((
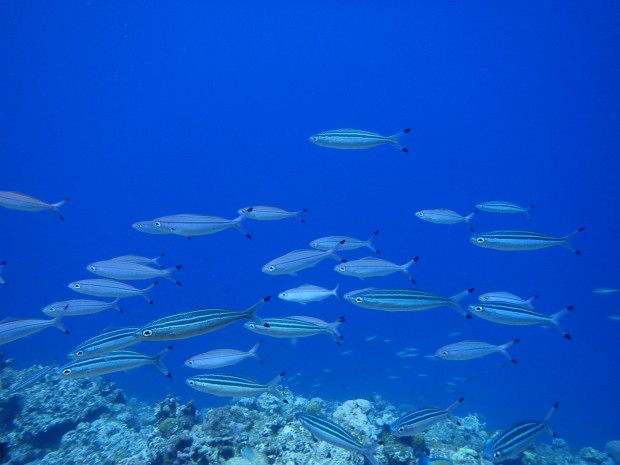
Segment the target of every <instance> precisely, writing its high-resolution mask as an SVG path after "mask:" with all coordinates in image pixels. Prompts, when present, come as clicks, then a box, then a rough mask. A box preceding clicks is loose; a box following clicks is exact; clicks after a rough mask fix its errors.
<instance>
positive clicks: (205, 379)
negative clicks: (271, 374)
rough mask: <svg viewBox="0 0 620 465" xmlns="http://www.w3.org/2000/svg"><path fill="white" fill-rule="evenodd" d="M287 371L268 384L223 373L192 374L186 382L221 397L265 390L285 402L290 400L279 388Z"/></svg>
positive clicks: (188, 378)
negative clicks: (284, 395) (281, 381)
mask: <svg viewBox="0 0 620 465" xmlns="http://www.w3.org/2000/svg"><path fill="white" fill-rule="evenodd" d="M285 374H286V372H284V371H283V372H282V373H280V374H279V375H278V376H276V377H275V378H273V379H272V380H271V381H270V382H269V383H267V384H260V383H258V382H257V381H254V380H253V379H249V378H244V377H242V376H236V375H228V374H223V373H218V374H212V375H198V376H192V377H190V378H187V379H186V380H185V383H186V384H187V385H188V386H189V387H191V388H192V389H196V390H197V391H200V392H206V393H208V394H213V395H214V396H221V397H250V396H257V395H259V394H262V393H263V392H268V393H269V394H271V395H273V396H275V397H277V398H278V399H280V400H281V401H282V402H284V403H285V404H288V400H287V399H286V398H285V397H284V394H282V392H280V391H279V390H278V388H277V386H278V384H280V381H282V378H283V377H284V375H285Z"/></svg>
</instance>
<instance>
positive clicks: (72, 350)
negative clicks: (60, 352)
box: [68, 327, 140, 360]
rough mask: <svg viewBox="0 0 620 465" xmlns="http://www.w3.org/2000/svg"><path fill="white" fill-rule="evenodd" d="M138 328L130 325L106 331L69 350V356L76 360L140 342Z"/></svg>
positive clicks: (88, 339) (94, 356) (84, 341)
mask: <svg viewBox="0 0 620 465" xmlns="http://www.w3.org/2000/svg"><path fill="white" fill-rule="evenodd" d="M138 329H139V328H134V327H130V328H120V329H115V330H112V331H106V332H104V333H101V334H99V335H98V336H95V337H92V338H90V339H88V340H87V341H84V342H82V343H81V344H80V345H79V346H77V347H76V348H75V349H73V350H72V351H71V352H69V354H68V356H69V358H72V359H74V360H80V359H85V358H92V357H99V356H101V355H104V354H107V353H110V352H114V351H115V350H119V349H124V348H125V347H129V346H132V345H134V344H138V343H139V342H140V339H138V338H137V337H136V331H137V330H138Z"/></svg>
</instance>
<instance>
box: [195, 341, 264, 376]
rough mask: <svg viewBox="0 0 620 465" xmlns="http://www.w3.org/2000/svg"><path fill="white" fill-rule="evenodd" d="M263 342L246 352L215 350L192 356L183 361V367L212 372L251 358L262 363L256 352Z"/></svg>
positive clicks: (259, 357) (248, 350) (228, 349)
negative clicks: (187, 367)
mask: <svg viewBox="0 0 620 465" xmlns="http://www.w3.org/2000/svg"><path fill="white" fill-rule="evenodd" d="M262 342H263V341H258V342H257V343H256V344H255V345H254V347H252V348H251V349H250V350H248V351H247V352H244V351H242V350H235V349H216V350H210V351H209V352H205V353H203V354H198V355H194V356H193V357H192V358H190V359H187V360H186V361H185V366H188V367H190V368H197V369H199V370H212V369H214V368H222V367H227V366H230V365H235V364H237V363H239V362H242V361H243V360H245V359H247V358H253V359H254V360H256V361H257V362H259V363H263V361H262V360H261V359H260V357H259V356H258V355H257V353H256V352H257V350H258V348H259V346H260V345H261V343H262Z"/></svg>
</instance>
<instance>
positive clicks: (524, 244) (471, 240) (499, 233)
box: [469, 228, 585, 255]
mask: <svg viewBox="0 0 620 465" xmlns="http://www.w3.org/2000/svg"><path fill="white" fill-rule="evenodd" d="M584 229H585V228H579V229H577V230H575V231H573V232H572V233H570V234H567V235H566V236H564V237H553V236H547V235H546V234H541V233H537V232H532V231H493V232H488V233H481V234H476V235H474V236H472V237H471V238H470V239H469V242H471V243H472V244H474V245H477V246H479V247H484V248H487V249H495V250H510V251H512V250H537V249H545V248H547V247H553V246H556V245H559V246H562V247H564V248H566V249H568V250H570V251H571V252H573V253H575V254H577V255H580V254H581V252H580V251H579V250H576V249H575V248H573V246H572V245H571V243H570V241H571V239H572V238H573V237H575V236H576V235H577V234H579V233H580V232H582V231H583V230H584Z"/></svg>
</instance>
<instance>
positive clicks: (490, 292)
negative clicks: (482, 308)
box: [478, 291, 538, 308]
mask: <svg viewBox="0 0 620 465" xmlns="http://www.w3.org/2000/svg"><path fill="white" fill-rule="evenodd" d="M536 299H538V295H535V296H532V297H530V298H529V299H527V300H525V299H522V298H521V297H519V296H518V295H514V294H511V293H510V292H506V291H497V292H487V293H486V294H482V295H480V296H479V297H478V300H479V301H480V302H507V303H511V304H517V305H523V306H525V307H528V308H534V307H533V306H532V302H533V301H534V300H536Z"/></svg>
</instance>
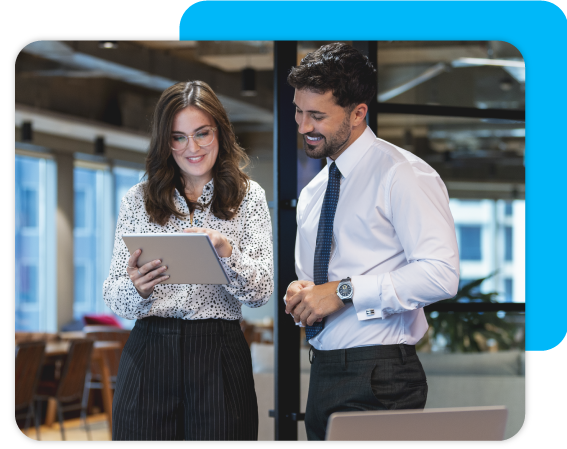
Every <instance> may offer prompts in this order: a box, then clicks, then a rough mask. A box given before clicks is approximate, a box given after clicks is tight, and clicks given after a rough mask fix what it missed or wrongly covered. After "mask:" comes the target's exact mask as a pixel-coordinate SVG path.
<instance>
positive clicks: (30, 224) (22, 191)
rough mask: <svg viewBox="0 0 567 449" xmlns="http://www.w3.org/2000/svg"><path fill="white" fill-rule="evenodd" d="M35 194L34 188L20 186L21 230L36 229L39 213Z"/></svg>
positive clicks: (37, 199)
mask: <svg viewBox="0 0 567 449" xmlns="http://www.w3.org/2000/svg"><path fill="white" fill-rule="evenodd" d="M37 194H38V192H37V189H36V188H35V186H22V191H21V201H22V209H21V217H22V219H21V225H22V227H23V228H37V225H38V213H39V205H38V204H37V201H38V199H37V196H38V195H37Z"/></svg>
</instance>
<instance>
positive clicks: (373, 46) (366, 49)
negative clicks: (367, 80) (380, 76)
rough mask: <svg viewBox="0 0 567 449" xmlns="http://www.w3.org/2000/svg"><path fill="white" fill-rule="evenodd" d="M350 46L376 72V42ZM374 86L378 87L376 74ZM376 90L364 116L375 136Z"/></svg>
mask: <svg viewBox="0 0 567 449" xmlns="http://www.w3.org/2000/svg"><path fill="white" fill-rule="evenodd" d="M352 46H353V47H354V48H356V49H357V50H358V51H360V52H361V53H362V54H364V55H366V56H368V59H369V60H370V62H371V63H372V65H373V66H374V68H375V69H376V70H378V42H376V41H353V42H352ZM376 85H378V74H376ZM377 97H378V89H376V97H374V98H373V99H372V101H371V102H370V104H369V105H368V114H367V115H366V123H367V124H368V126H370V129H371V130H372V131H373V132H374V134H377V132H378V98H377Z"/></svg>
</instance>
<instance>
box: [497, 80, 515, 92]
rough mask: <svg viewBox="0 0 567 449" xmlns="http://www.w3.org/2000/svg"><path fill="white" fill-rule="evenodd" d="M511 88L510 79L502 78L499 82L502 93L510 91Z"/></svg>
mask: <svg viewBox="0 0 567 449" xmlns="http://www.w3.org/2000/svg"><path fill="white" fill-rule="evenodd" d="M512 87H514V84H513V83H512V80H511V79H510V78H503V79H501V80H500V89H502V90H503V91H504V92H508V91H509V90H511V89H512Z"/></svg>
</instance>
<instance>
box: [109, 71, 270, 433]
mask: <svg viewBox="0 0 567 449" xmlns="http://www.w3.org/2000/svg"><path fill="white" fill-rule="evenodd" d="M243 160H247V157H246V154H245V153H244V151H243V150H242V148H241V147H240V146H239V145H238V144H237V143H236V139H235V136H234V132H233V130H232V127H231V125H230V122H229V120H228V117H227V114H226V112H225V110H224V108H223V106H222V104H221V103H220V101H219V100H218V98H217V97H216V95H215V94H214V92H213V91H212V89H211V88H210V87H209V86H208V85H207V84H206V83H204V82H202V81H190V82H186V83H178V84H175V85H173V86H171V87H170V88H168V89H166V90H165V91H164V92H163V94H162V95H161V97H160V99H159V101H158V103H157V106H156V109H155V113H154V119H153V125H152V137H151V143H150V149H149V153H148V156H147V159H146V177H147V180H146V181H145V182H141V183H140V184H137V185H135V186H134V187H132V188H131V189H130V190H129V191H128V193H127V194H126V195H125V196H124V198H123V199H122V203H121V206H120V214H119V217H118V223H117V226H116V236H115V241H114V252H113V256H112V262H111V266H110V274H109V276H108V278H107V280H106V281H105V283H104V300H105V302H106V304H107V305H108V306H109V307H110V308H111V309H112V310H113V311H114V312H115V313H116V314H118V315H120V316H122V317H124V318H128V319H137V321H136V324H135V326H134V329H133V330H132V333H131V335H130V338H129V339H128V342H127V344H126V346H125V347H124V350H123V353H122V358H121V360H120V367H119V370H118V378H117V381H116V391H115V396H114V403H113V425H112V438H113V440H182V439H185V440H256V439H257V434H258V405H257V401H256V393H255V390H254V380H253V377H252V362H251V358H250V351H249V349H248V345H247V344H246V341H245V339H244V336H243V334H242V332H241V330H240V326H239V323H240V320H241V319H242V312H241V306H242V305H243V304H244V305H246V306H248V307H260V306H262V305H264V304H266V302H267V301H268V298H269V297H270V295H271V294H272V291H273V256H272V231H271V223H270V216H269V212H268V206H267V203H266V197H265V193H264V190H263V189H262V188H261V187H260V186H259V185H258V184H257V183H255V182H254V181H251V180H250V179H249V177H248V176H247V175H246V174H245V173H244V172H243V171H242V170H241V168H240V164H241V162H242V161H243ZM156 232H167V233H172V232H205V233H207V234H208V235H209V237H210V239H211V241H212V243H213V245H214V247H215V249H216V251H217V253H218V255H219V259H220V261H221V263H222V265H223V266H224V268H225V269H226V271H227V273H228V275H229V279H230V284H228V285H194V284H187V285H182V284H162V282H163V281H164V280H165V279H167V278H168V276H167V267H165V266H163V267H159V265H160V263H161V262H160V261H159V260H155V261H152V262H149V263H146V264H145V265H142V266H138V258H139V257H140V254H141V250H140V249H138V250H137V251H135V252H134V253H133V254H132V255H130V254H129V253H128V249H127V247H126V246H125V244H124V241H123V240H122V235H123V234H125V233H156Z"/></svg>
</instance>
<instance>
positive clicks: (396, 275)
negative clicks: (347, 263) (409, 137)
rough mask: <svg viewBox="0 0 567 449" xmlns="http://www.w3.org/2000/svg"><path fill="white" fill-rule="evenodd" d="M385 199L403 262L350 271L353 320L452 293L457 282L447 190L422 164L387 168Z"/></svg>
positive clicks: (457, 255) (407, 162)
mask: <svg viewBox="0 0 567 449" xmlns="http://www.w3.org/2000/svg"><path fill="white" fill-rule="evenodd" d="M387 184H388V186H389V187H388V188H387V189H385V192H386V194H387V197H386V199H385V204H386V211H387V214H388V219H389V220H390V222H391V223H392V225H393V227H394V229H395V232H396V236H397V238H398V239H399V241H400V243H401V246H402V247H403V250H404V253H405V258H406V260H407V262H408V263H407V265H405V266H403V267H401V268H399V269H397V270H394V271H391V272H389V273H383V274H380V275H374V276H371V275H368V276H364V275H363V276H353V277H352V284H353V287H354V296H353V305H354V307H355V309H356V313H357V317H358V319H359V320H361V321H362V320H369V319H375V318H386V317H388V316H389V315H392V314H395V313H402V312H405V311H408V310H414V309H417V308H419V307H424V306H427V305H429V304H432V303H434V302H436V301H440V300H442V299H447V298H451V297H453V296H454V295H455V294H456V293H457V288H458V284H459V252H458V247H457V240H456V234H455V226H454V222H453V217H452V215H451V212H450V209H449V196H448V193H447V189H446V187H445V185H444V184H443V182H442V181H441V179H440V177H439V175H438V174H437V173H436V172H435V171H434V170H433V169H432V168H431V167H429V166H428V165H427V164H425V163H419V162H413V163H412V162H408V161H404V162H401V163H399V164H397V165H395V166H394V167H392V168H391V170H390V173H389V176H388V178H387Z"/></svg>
))
**What you should do**
Please copy verbatim everything from the start of the entries through the line containing "positive clicks: (188, 378)", with both ends included. Leave out the pictures.

**Response**
Segment the target of every <instance> precisely, writing its high-resolution mask as an SVG path after "mask:" with all coordinates in image pixels. Prompts, when present, come as clicks, then a box, then a rough mask. A box preceding clicks is loose; a box following clicks is exact; clicks after a rough mask fix its errors.
<instance>
positive clicks: (205, 379)
negative clicks: (271, 374)
rough mask: <svg viewBox="0 0 620 465" xmlns="http://www.w3.org/2000/svg"><path fill="white" fill-rule="evenodd" d="M287 371L268 384L223 373L192 374L186 382L221 397L265 390L285 402L290 400L279 388Z"/></svg>
positive clicks: (188, 378)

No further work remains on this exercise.